======== Records shown
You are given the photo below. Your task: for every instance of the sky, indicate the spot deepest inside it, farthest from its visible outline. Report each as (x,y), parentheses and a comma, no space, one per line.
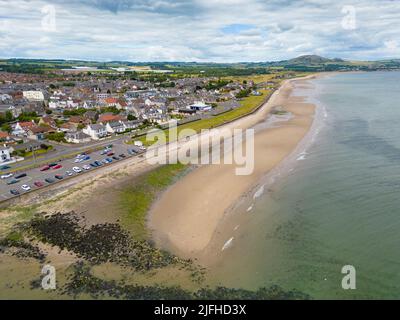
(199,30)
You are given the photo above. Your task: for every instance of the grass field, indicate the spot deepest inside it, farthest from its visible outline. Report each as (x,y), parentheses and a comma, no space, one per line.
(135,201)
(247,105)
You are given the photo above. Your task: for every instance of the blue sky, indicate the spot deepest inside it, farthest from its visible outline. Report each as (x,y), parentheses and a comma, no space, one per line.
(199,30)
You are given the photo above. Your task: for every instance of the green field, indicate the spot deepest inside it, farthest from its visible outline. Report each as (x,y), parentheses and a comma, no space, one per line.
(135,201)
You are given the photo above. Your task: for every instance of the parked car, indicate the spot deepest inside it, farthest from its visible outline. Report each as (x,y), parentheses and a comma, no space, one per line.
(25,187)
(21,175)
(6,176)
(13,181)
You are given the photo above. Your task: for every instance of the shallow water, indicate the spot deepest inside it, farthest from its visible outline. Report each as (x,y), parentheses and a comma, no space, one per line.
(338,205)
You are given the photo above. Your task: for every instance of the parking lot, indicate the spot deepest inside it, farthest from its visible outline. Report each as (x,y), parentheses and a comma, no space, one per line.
================
Output only the lines from the one holding "of the green" through the last line above, exactly as they appear.

You are given the photo above. Your task: for every instance of the green field, indicate the spot deepest inside it, farthest from its visible outline. Report each as (x,y), parentheses and a comma, no space, one per line.
(135,201)
You are given the photo above. Your task: for every instance of the parked car, indicate the spot deepest inside it, farthest from its visible outline. Report each as (x,y), parentheses and a comma, no space, one per line.
(25,187)
(21,175)
(6,176)
(13,181)
You are given the photo above. Your task: for every instance of the shallow water, indicate the spot deepest inside it, farthest from its visible outline. Report each as (x,y), parentheses and a comma, no space, one per line.
(338,205)
You are given the photo above. Your task: for every instance of the parking lot, indicate the spot deepest inside it, farthest from its visible outline. Report each as (x,y), parentheses and a comma, no space, one per line.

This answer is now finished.